__PROVIDED TEXT__.
☆ ☆ ☆ ☆ ☆
Notes from MLA 2012 Session 15: Useful Fictions? A Cognitive Perspective on the Utility of Emotions, Imagination, and Long Novels

January 11, 2012

On Thursday, January 5, I suited up and made my way to this session at the annual Modern Languages Association convention in downtown Seattle:

Useful Fictions? A Cognitive Perspective on the Utility of Emotions, Imagination, and Long Novels

Thursday, 5 January, 12:00 noon–1:15 p.m., 606, WSCC

A special session

Presiding: Lisa Zunshine, Univ. of Kentucky

1. “Falling in Love Unnoticed: Emotional Structures and Literary Analysis,” Patrick Colm Hogan, Univ. of Connecticut, Storrs

2. “Cognition, Dreaming, and the Literary Imagination,” Alan Richardson, Boston Coll.

3. “Do We Want to Use Cognitive Science to Make a Case for Teaching Literature?,” Lisa Zunshine

I typed up my raw notes from the session’s presentations and q&a session below:

 

Patrick Colm Hogan’s presentation

Begin with summary of novel, Rabindranath Tagore

Protostories

Literary work from protostories

Emotion and secure attachment in adult relations

Potential for disruption

“basic explanatory structure”

caregiver and children attachment relations

attachments work both ways—have to exist both ways

two ethical attitudes: 1) attachment sensitivity and 2) attachment openness

ethical dilemma, obligations—emotional obligations

secure attachment

liberate herself from the systems of oppression—suicide is self-liberating?

Marx—internalization of external forces including those of economics

Ingroup/outgroup categorization

Second story—enforce gender role, malevolent teacher > gives student nickname “housewife”

Narratives of understanding

Systematic approach to Tagore’s works

Teaching his fiction could have effects on emotional sensitivity—the “so what”

 

Alan Richardson’s presentation

Study of imagination in cognitive science, now a hot topic in neuroscience research

Interdisciplinary approach to imagination

Romanticist by training

Interested in cognitive neuroscience

Sleep, meaning, dreams, and literature

Brain’s default mode—includes creativity in dreams

Categorization, meaning making processes

Bottom-up methods (dreams) and top-down methods (literature)

Narrative and emotionality

REM—recruits same areas as ?
☆ ☆ ☆ ☆ ☆
(Position annotation records)
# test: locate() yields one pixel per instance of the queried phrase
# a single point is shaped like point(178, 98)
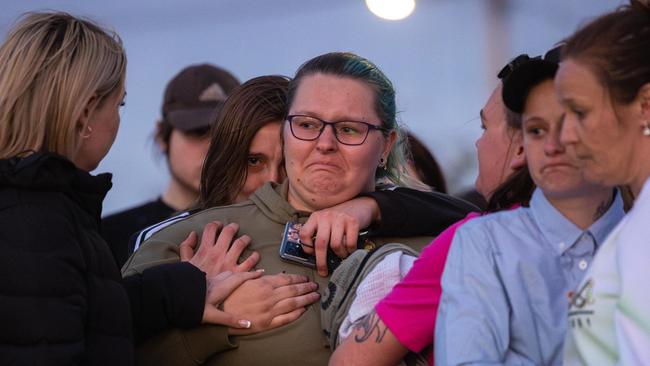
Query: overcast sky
point(443, 60)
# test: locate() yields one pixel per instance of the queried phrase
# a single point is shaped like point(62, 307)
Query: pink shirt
point(410, 309)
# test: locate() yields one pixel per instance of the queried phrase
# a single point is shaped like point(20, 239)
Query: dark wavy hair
point(253, 105)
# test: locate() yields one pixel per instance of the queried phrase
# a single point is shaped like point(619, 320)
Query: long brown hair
point(616, 46)
point(253, 105)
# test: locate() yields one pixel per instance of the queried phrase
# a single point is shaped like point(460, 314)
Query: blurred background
point(443, 60)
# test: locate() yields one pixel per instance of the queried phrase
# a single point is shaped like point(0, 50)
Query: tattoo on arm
point(369, 327)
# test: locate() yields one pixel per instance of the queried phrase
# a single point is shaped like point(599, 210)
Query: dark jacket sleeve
point(409, 212)
point(165, 296)
point(43, 288)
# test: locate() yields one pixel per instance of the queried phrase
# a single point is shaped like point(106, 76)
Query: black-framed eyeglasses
point(310, 128)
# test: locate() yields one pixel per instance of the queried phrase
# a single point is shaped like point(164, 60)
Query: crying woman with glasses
point(339, 139)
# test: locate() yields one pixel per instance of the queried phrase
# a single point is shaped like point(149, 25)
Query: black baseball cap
point(195, 95)
point(523, 73)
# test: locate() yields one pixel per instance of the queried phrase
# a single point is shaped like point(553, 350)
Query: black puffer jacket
point(62, 299)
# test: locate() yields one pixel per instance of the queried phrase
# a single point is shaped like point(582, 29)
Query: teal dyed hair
point(349, 65)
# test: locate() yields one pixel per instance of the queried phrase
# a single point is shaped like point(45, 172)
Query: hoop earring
point(382, 163)
point(90, 132)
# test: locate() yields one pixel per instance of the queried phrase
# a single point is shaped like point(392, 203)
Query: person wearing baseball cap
point(190, 104)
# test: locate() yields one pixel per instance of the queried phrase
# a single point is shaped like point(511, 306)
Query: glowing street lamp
point(391, 9)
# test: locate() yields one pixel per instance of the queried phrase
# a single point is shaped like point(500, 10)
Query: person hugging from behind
point(191, 101)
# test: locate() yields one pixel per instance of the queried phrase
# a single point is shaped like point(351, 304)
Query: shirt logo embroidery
point(579, 312)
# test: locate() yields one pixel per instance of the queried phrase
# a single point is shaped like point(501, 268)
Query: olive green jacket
point(263, 218)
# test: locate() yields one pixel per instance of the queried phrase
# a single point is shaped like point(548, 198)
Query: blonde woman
point(62, 298)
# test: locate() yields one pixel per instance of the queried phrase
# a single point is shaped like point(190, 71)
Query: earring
point(87, 135)
point(382, 163)
point(646, 129)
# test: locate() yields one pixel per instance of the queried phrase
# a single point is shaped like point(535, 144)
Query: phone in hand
point(291, 249)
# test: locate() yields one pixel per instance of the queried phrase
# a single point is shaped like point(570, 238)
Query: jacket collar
point(51, 172)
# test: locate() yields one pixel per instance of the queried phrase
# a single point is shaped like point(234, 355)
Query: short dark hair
point(350, 65)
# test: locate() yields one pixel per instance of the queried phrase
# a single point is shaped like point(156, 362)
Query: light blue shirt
point(507, 282)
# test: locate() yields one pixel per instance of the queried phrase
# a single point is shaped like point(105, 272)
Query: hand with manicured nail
point(216, 254)
point(217, 289)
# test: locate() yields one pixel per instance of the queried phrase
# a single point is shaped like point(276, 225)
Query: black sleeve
point(43, 288)
point(409, 212)
point(169, 295)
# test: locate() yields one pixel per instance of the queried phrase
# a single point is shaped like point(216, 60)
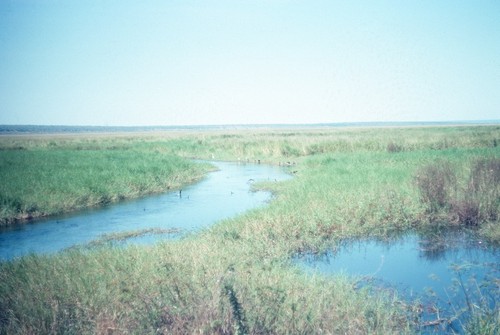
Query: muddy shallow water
point(222, 194)
point(445, 274)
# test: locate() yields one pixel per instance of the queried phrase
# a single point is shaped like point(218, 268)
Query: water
point(222, 194)
point(441, 271)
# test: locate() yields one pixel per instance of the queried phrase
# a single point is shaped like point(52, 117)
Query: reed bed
point(238, 276)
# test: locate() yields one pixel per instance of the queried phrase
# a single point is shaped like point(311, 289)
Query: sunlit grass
point(237, 275)
point(46, 182)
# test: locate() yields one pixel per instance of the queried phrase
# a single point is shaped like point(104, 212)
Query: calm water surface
point(222, 194)
point(440, 271)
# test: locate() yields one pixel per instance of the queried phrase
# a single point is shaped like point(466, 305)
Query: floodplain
point(238, 276)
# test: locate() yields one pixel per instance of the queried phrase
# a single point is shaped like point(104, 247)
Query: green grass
point(238, 275)
point(46, 182)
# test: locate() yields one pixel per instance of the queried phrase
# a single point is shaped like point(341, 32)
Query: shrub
point(435, 183)
point(475, 203)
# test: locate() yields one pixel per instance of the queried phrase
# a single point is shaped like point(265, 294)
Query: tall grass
point(46, 182)
point(237, 276)
point(470, 200)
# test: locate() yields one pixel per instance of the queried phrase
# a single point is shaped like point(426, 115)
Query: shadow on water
point(444, 276)
point(224, 193)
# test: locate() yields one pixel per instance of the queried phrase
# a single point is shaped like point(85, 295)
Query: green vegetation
point(238, 276)
point(41, 182)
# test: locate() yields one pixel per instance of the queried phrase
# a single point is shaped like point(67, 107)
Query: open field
point(237, 276)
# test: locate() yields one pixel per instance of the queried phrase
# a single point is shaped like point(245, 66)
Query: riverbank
point(238, 276)
point(40, 182)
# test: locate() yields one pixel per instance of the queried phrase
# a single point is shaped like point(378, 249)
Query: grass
point(237, 276)
point(46, 182)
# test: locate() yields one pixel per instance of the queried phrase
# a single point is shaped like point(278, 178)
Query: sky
point(139, 63)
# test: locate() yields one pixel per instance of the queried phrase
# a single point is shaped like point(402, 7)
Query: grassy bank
point(42, 182)
point(237, 276)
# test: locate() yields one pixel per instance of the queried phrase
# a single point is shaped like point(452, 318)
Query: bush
point(475, 203)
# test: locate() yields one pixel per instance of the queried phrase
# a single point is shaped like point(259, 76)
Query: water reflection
point(222, 194)
point(445, 273)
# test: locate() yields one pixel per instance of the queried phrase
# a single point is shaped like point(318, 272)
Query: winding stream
point(446, 274)
point(222, 194)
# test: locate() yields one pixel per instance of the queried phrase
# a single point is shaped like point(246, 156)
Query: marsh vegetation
point(238, 276)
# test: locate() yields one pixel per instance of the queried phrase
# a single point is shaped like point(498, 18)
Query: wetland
point(240, 275)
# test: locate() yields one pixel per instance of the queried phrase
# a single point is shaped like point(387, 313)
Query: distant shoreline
point(62, 129)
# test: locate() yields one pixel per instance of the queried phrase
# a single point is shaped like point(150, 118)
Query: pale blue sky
point(106, 62)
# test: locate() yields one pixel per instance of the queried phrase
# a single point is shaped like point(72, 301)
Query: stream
point(222, 194)
point(445, 274)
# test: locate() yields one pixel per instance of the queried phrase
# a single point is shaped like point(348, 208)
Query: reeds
point(238, 274)
point(471, 200)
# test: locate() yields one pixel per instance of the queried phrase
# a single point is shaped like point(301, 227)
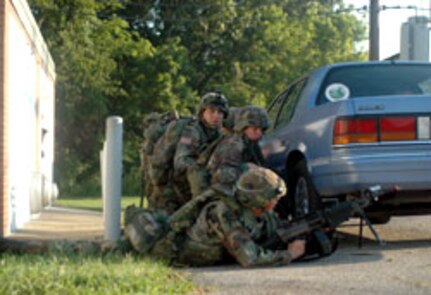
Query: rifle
point(314, 223)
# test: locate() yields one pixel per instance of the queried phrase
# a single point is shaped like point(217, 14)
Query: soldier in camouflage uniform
point(196, 137)
point(238, 152)
point(222, 227)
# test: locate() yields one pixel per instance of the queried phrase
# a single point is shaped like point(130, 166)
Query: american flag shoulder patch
point(185, 140)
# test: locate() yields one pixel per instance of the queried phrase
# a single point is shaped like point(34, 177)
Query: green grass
point(89, 274)
point(95, 273)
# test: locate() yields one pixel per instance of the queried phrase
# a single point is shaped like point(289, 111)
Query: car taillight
point(397, 128)
point(381, 129)
point(355, 130)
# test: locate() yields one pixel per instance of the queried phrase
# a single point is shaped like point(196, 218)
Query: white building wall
point(30, 78)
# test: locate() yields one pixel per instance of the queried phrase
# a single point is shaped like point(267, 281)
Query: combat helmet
point(146, 229)
point(257, 186)
point(251, 116)
point(214, 99)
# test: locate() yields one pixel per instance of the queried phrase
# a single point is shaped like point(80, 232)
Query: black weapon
point(316, 223)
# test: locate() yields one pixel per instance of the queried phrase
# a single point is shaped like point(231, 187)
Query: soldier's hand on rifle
point(296, 248)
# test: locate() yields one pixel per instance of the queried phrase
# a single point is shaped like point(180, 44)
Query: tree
point(130, 57)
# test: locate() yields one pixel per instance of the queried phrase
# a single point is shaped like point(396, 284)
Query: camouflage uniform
point(229, 159)
point(226, 227)
point(154, 126)
point(194, 139)
point(229, 121)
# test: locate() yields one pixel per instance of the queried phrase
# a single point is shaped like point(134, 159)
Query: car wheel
point(301, 193)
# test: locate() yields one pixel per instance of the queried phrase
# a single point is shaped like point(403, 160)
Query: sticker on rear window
point(337, 91)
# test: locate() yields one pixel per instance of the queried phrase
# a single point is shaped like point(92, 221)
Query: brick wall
point(4, 171)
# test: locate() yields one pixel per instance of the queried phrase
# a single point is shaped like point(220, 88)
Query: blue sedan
point(348, 127)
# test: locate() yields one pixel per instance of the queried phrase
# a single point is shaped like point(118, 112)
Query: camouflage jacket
point(229, 160)
point(194, 139)
point(222, 229)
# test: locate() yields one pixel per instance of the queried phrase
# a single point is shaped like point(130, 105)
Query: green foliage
point(93, 203)
point(89, 274)
point(132, 57)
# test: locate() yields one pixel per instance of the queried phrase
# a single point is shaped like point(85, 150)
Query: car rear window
point(375, 80)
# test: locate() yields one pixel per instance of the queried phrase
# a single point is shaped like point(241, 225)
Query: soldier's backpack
point(162, 158)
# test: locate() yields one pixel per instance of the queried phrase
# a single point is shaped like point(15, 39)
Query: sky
point(390, 21)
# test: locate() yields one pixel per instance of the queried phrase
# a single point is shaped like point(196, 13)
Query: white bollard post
point(112, 177)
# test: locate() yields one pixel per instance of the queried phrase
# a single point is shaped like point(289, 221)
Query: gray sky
point(390, 21)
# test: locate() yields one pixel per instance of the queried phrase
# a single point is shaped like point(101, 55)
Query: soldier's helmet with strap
point(214, 100)
point(251, 116)
point(256, 187)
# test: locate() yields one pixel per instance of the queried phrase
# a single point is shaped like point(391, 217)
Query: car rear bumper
point(347, 174)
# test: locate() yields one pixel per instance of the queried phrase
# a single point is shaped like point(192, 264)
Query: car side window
point(289, 103)
point(275, 107)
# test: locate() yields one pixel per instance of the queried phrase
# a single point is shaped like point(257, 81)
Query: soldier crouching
point(213, 226)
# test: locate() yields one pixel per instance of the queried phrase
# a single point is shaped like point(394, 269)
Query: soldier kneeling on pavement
point(213, 228)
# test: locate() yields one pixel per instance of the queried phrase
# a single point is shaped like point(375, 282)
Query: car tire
point(302, 195)
point(379, 219)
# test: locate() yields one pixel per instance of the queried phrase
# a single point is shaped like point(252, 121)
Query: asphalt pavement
point(401, 266)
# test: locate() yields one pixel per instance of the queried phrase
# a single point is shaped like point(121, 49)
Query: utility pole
point(374, 30)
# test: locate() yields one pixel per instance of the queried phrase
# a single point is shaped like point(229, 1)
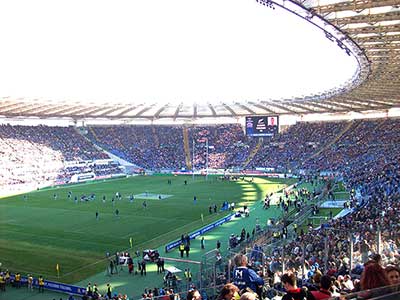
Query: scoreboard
point(262, 125)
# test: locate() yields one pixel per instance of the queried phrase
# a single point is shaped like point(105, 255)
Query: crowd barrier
point(54, 286)
point(201, 231)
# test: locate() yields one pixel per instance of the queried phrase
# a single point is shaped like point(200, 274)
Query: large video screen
point(262, 125)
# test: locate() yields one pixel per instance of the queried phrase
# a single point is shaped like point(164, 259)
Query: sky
point(163, 51)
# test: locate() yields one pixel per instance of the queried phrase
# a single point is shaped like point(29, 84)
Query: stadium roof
point(368, 30)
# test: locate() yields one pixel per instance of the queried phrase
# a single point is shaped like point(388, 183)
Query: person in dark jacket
point(292, 291)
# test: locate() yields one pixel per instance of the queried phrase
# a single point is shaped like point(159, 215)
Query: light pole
point(207, 159)
point(193, 162)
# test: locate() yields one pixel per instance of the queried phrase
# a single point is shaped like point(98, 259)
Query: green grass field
point(39, 232)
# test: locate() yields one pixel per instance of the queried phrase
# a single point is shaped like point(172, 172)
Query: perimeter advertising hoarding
point(262, 125)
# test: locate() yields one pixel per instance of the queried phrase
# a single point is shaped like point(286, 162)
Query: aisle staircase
point(155, 135)
point(333, 141)
point(186, 147)
point(253, 153)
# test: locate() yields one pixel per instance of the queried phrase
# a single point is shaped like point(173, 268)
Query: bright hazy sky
point(162, 50)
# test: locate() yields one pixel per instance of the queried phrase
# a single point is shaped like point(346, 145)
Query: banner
point(55, 286)
point(201, 231)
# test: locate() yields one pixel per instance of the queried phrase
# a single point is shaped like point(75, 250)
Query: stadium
point(241, 149)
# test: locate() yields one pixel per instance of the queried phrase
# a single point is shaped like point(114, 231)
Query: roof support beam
point(370, 19)
point(356, 5)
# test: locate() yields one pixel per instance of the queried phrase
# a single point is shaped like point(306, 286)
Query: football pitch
point(44, 228)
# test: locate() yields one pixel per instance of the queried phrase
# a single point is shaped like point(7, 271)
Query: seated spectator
point(229, 292)
point(292, 291)
point(325, 287)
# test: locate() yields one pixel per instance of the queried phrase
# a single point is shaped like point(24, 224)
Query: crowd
point(227, 146)
point(150, 147)
point(36, 154)
point(364, 154)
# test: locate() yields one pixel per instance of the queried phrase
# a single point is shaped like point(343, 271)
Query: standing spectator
point(41, 284)
point(393, 274)
point(243, 277)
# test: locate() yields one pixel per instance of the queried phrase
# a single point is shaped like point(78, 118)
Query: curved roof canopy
point(184, 59)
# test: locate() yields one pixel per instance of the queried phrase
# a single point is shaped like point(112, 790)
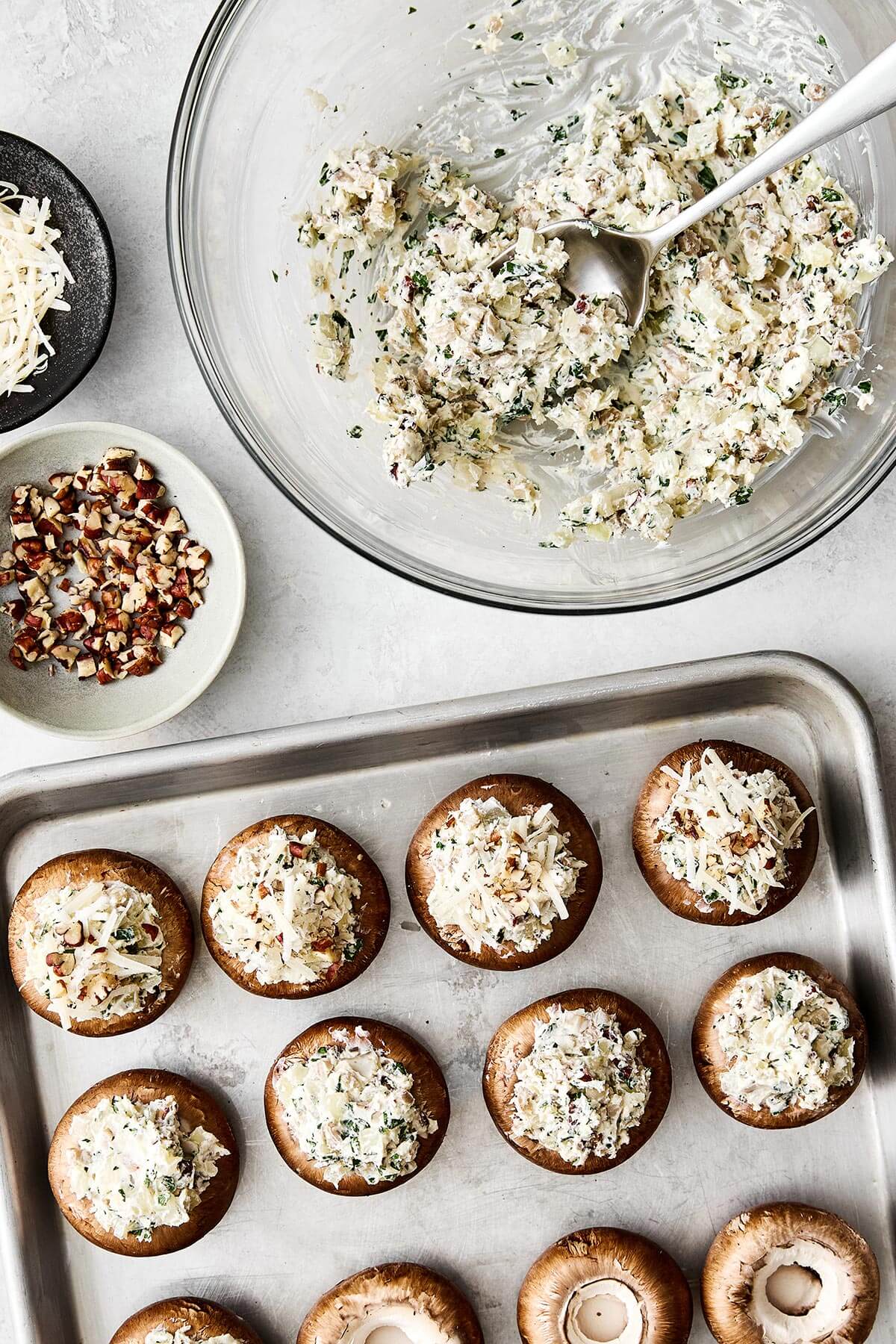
☆ ☆ ☆ ☆ ☆
__INSTRUCTIONS__.
1) List the titles of the presentations scheduled on the session program in the MLA session notes.
2) Extend the MLA session notes by writing what comes after their final line.

__RESPONSES__.
1)
1. "Falling in Love Unnoticed: Emotional Structures and Literary Analysis"
2. "Cognition, Dreaming, and the Literary Imagination"
3. "Do We Want to Use Cognitive Science to Make a Case for Teaching Literature?"

2)
When we are not on-task

Daydreaming

Stickle (sp?)—dream research

Neuroscience returns to imagination in the same way appreciated by the high romantics

Novel and creative associations—sought out during REM, not as accurate, but creating loose associations

Science of dreaming via Stickle

Imagining the future worlds and scenarios—sounds a lot like science fiction—will need to contact Richardson to find this work

Stickle’s work already considered in the romantic period

Shelley and Keats—two poems

Keats’ “The Eve of St. Agnes”, Shelley’s ?

Dark-haired girl, think about Philip K. Dick

Personal meaning making

Divergence between literature and neuroscience

What is the dream characterized as?

Shelley—notcurnal dreaming as lucid experience?

Dream is a waking experience

Blurring between supposed divisions between dreaming/waking/daydreaming

Imaginative creation of memory

Private dreaming and public discourse | personal and private

Made out of larger social networks of meaning

Keats actually says “brain” when Madeline enters the church

“the exotic is the erotic” –cultural studies shorthand

Shelley poem ?

Gendered empire

Same circle: What can imaginative research do for literary studies and what can literary research on imagination do for neuroscientific research?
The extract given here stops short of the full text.